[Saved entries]
════

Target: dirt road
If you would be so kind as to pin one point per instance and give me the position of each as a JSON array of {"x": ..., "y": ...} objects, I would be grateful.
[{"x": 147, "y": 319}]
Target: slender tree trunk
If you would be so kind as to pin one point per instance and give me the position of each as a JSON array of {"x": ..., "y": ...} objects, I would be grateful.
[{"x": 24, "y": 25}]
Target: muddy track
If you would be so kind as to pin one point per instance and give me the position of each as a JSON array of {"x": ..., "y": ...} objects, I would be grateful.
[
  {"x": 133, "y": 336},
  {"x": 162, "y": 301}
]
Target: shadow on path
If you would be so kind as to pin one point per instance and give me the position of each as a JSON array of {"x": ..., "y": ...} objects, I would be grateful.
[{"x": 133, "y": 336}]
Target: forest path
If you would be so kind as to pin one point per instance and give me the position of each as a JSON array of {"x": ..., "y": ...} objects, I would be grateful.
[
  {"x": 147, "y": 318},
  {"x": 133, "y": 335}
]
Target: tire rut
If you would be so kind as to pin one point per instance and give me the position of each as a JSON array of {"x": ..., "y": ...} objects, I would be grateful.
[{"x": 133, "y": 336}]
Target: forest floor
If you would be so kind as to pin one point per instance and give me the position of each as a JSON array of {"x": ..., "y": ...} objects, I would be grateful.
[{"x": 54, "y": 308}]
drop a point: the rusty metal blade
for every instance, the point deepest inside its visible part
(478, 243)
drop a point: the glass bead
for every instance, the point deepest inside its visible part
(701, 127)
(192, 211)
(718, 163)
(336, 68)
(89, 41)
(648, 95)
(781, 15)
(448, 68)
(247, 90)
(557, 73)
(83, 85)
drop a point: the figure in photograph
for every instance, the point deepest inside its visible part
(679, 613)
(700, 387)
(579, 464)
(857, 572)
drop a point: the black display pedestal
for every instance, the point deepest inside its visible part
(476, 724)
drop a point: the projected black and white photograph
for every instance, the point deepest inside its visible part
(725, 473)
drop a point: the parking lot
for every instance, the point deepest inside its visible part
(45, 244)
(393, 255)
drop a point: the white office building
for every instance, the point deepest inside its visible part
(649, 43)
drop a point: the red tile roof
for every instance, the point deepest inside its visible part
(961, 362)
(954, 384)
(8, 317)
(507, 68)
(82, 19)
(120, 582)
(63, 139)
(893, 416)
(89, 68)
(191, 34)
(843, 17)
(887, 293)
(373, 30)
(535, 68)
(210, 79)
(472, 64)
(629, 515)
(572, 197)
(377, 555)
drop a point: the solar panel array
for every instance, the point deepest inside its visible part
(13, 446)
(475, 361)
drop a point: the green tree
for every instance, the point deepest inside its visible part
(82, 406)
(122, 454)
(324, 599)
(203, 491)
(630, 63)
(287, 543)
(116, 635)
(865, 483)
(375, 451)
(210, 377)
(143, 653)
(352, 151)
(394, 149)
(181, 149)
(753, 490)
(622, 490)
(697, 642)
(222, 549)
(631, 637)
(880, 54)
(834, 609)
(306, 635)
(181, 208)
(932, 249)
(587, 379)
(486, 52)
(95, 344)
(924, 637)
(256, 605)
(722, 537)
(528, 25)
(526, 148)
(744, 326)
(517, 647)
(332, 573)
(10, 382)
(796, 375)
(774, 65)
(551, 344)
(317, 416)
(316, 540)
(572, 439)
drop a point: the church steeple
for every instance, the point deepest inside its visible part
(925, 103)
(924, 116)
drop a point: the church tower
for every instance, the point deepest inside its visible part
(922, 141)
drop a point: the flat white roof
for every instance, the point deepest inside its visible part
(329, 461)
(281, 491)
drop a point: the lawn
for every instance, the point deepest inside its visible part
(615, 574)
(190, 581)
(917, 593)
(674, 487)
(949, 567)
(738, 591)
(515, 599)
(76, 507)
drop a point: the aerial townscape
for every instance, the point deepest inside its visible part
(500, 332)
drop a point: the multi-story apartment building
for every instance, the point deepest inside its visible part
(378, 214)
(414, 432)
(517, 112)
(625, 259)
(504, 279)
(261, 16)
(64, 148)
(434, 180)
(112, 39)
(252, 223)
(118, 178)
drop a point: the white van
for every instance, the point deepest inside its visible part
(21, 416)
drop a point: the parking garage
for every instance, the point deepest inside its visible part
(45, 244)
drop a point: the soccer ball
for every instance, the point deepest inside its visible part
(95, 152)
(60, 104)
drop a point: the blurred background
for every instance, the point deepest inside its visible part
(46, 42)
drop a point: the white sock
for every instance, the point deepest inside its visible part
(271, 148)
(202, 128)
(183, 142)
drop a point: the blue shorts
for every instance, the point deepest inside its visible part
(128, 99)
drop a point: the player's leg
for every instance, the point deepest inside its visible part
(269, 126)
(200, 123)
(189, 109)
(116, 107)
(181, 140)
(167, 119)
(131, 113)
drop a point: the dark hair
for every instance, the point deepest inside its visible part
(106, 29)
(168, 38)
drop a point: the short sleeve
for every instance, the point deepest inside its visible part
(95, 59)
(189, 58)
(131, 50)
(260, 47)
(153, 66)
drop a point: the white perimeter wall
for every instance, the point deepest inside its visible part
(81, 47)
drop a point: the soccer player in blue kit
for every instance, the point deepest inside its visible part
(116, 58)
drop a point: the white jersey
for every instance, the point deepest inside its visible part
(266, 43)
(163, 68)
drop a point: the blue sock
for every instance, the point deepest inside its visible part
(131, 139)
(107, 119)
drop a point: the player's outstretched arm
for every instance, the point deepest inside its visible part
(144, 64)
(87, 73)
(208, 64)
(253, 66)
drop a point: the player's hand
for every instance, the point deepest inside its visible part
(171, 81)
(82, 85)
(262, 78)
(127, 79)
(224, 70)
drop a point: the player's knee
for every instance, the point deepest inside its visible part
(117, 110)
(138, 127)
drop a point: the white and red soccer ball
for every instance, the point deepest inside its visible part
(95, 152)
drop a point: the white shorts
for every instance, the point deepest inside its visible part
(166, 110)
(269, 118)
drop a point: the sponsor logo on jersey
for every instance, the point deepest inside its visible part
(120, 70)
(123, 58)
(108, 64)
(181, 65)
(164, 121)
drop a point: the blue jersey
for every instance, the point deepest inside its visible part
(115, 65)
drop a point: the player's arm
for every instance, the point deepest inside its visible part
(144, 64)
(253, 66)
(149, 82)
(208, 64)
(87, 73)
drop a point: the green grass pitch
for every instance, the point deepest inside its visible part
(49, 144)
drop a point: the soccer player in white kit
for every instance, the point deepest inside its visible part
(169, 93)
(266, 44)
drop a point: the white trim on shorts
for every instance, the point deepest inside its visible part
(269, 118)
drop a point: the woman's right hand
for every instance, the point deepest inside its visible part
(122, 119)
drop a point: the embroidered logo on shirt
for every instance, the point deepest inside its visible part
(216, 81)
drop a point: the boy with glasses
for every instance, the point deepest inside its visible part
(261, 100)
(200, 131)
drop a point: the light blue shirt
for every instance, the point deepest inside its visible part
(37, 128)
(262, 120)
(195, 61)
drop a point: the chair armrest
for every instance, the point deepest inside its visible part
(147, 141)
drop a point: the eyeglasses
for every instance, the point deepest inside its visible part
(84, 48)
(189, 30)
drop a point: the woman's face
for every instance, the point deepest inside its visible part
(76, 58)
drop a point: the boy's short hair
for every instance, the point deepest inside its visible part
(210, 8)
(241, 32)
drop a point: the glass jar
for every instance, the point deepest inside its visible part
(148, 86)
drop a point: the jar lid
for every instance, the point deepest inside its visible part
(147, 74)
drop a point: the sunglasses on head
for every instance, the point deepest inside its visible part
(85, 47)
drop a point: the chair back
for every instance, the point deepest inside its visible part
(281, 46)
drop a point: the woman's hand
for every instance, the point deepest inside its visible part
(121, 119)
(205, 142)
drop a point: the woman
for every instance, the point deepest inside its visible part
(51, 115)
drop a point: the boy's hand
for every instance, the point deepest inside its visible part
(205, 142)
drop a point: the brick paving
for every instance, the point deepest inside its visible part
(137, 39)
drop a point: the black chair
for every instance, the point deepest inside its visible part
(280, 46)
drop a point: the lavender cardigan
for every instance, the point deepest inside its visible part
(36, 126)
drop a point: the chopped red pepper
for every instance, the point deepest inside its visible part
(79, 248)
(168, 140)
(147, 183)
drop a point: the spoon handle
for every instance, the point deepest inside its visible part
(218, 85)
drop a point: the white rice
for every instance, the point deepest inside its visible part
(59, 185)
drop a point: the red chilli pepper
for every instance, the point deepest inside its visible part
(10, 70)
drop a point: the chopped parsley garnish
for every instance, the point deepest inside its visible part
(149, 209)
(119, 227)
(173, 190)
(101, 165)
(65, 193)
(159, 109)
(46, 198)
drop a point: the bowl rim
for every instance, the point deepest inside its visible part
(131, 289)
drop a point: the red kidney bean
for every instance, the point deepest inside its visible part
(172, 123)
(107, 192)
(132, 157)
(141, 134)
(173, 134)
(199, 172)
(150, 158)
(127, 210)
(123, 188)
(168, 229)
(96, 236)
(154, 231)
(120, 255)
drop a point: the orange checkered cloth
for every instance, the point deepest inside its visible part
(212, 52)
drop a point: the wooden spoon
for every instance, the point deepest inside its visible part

════

Aim of the task
Among the records above, find each line containing the string "tree" and copy it.

Written solution
Target: slender tree trunk
drop a point: the green tree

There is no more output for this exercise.